_GOAL_: Continue the forum post below about a numpy string array element that fails to unpickle, starting right after its last sentence.

_PASSAGE GIVEN_:
★ ★ ★
This seems to be a old problem but I've recently hit with this in a very
random way (I'm using numpy 1.6.1). There seems to be a ticket (1239)
but it seems the issue is unscheduled. Can somebody tell me if this is
fixed?
In particular, it makes for a very unstable behavior when you try to
reference something from a string array and pickle it across the wire. For
example:
In [1]: import numpy
In [2]: a = numpy.array(['a', '', 'b'])
In [3]: import cPickle
In [4]: s = cPickle.dumps(a[1])
In [5]: cPickle.loads(s)
---------------------------------------------------------------------------
TypeError Traceback (most recent call last)
/auto/cnvtvws/wlee/fstrat/src/<ipython-input-5-555fae2bd4f5> in <module>()
----> 1 cPickle.loads(s)
TypeError: ('data type not understood', <type 'numpy.dtype'>, ('S0', 0, 1))
Note that if you reference a[0] and a[2], it would work, so you're in the
case where sometimes it'd work but sometimes it won't. Checking for this
case in the code and work around it would really be a pain.
★ ★ ★
_GIVEN DATA_:
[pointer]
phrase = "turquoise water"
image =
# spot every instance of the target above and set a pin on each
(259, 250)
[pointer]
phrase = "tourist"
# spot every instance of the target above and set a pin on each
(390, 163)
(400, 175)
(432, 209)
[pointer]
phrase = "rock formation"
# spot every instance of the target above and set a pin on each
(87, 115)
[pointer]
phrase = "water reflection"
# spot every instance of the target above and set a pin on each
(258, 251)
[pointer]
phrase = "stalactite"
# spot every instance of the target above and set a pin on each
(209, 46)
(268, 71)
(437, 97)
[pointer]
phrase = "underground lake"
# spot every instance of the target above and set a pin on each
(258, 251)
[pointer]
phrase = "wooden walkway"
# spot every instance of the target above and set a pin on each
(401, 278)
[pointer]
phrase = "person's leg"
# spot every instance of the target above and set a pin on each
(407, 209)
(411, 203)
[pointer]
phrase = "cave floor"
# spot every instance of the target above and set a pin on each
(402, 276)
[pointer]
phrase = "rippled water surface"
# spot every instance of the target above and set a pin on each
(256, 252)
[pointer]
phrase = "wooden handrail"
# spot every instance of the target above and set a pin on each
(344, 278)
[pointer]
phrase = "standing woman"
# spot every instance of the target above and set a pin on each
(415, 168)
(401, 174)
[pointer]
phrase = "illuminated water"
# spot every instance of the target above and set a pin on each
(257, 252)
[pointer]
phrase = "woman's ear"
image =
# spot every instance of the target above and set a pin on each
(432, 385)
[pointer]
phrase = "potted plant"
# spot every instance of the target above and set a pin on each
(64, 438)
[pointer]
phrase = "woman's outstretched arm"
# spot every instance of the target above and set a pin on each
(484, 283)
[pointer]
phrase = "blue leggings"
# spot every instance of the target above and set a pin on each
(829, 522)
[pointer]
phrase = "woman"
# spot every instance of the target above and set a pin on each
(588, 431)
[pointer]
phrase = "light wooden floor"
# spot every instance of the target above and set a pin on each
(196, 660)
★ ★ ★
_SOLVED EXERCISE_:
On Thu, Sep 24, 2009 at 7:03 PM, David Warde-Farley <dwf@cs.toronto.edu>wrote:
> On 23-Sep-09, at 7:55 PM, David Warde-Farley wrote:
>
> > It seems that either dtype(str) should do something more sensible than
> > zero-length string, or it should be possible to create it with
> > dtype('|
> > S0'). Which should it be?
>
>
> Since there wasn't any response I went ahead and fixed it by making
> str and unicode dtypes allow a size of 0 when constructed with
> protocol type codes. Either S0 and U0 should be constructable with
> typecodes or they shouldn't be allowed at all; I opted for the latter
> since a) it was simple and b) I don't know what a sensible default for
> dtype(str) would be (length 1? length 10?).
>
> Patch is at:
>
> http://projects.scipy.org/numpy/ticket/1239
>
> Review away!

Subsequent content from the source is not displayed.